• **Exercise description**
Can you retype every record below exactly as written?

• **Data shown**
** BEGIN **

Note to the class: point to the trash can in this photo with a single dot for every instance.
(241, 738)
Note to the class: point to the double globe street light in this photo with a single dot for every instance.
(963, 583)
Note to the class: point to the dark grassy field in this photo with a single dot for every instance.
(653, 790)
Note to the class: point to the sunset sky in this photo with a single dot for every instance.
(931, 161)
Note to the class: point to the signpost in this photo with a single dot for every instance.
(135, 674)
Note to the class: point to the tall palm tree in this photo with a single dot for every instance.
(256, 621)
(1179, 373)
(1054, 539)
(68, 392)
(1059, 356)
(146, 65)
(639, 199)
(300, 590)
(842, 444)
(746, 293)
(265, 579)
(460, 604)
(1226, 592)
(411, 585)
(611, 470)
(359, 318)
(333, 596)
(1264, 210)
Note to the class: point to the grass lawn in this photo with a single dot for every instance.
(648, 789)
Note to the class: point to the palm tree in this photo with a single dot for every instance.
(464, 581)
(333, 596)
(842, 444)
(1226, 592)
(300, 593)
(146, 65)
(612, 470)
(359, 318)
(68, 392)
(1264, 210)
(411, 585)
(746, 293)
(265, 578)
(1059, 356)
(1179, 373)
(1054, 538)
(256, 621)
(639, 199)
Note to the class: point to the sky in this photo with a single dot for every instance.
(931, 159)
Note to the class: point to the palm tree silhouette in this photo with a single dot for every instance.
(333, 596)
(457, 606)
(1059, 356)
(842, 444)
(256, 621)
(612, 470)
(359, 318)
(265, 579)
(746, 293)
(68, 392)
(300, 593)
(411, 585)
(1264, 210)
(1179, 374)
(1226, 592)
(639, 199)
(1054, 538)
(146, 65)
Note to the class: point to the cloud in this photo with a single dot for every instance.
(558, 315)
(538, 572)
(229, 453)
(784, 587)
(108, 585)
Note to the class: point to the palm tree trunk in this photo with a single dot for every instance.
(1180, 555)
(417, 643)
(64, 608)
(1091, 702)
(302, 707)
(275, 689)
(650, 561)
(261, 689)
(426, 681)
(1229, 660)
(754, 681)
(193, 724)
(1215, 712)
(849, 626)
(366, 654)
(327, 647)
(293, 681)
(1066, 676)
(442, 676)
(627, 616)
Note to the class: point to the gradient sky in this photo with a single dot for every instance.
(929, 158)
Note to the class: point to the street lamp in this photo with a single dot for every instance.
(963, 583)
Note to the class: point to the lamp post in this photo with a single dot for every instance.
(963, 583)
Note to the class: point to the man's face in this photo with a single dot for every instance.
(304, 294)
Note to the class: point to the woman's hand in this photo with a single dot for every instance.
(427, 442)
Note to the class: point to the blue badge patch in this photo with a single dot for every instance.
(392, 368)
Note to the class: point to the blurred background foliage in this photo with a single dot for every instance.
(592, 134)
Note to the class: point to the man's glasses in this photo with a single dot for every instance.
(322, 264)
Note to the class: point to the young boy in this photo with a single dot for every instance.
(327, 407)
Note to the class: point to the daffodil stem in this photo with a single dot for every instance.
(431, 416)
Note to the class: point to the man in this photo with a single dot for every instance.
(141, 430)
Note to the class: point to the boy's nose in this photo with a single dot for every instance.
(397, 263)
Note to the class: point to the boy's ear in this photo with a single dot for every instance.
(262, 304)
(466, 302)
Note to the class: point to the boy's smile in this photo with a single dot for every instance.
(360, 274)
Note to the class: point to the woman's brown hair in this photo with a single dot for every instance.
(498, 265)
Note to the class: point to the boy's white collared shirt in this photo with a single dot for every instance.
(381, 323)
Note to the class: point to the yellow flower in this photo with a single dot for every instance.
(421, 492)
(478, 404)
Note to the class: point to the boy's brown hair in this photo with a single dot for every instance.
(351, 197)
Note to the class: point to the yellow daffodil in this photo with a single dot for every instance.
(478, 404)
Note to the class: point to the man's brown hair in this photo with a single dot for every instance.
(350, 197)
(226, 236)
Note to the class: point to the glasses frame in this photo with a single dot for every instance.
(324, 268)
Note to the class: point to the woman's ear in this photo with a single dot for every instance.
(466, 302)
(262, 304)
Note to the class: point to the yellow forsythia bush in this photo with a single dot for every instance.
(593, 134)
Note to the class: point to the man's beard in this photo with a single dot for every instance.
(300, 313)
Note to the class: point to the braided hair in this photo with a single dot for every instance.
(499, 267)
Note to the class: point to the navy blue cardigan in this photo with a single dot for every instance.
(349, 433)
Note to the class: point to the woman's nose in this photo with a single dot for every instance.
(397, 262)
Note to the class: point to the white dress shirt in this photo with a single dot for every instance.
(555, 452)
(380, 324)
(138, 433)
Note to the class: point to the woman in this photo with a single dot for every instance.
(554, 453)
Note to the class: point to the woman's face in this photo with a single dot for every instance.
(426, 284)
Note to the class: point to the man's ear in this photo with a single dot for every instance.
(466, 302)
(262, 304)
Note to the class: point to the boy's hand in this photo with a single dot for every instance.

** END **

• **In response**
Note to the class: point to the trash can in this photo with a single dot for every instance.
(241, 738)
Note to the class: point to the double globe street light in this photo with a single dot for every instance.
(963, 583)
Note to the class: point to the dark grassy field in this photo with a single dot for every instance.
(653, 790)
Note to the class: point to the sunset sky in this photo with a single dot for every instance.
(931, 161)
Note to the class: point to the signpost in this photo with a single dot for every instance.
(135, 674)
Note to the class: point to the tall palm tree in this photo with a single dot for every instance.
(256, 621)
(1179, 373)
(1054, 539)
(68, 392)
(1059, 356)
(146, 65)
(639, 199)
(300, 590)
(842, 444)
(746, 293)
(265, 579)
(460, 604)
(1226, 592)
(411, 585)
(611, 470)
(359, 318)
(333, 596)
(1264, 210)
Note to the class: point to the grass lawn in this photo with a single dot for every instance.
(648, 789)
Note to the class: point to the palm tree in this photo with a single dot for every instance.
(464, 581)
(333, 596)
(842, 444)
(1226, 592)
(300, 593)
(146, 65)
(612, 470)
(359, 318)
(68, 392)
(1264, 210)
(411, 585)
(746, 293)
(265, 578)
(1059, 356)
(1179, 373)
(1054, 538)
(256, 621)
(639, 199)
Note to the class: point to the sky in this photo with a single dot for every instance.
(931, 159)
Note to the class: point to the palm tree silhouette in this photo with a single dot for every instance.
(333, 596)
(457, 606)
(1059, 356)
(842, 444)
(256, 621)
(612, 470)
(359, 318)
(265, 579)
(746, 293)
(68, 392)
(300, 593)
(411, 585)
(1264, 210)
(1179, 374)
(1226, 592)
(639, 199)
(1054, 538)
(146, 65)
Note to the class: point to the cloud in this photo with a single dot for every instance.
(558, 315)
(538, 572)
(229, 453)
(784, 587)
(108, 585)
Note to the class: point to the palm tree trunk in this photo with a single dot for every instance.
(1180, 555)
(417, 643)
(64, 608)
(1091, 702)
(302, 707)
(275, 689)
(650, 561)
(261, 689)
(426, 681)
(1229, 660)
(754, 681)
(193, 724)
(1215, 712)
(849, 626)
(366, 654)
(327, 647)
(293, 681)
(1066, 676)
(442, 676)
(627, 616)
Note to the class: point to the gradient sky in this photo with a single dot for every instance.
(929, 158)
Note to the class: point to the street lamp in this photo with a single dot for every instance.
(963, 583)
Note to the class: point to the lamp post in this photo with a single dot for every instance.
(963, 583)
Note to the class: point to the man's face in this photo with a single dot for every instance.
(304, 294)
Note to the class: point to the woman's hand in this photo with a single dot for every instance.
(427, 442)
Note to the class: point to the blue badge patch in this photo with a single dot for every instance.
(392, 368)
Note to the class: point to the blurred background foliage in this photo with a single dot for every instance.
(592, 134)
Note to the class: point to the man's glasses in this photo with a single dot for every instance.
(322, 264)
Note to the class: point to the young boy in this photo with a single dot for every instance.
(327, 407)
Note to the class: point to the daffodil stem in this photo with a single dot for every instance.
(431, 416)
Note to the class: point to the man in this photo with a single dot for every instance.
(141, 430)
Note to the class: point to the boy's nose in this photo with a single dot for every instance.
(397, 263)
Note to the class: point to the boy's ear in this photo with a single dot for every instance.
(262, 304)
(466, 302)
Note to the class: point to the boy's smile in this photo with a single dot for every instance.
(360, 274)
Note to the class: point to the woman's brown hair in this photo with a single dot for every instance.
(498, 265)
Note to the class: point to the boy's white collared shirt in this photo with a single dot for every instance.
(381, 323)
Note to the class: point to the yellow flower in this photo with a single dot for every instance.
(421, 492)
(478, 404)
Note to the class: point to the boy's brown hair in this photo with a single dot for every instance.
(351, 197)
Note to the class: point to the yellow daffodil in this photo with a single dot for every instance.
(478, 404)
Note to the class: point to the man's brown hair in this photo with a single dot for every instance.
(350, 197)
(226, 236)
Note to the class: point to the glasses frame in this photo with a single dot for every instance.
(324, 268)
Note to the class: point to the woman's ear in this photo with a single dot for every instance.
(466, 302)
(262, 304)
Note to the class: point to the yellow forsythia bush in this photo with a single dot for every instance.
(593, 134)
Note to the class: point to the man's beard in this photo with a single dot for every instance.
(300, 313)
Note to the class: point to the braided hair in this photo with a single dot for every instance.
(499, 267)
Note to the class: point to the navy blue cardigan in this photo with a single dot for every instance.
(349, 433)
Note to the class: point to the woman's nose in this photo with a single dot for every instance.
(397, 262)
Note to the class: point to the white dress shirt in this photo with a single dot for every instance.
(555, 452)
(380, 324)
(138, 433)
Note to the class: point to the woman in this photo with a single dot for every instance.
(554, 453)
Note to the class: point to the woman's face in this photo with a single dot for every instance.
(426, 284)
Note to the class: point to the man's ear in this photo with a single dot for every instance.
(466, 302)
(262, 304)
Note to the class: point to the boy's hand in this photo with a single dot for every instance.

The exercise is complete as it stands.